### WHAT IS ASKED
Switch "point" to "mark" throughout the lines below, and leave everything else unchanged.

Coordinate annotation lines
=-=-=

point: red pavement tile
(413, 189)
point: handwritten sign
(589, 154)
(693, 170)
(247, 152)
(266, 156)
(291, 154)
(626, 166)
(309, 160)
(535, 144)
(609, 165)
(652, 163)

=-=-=

### FULL RESPONSE
mark: red pavement tile
(413, 189)
mark: handwritten sign
(589, 154)
(693, 170)
(247, 152)
(266, 156)
(291, 154)
(626, 166)
(309, 160)
(535, 144)
(609, 165)
(652, 163)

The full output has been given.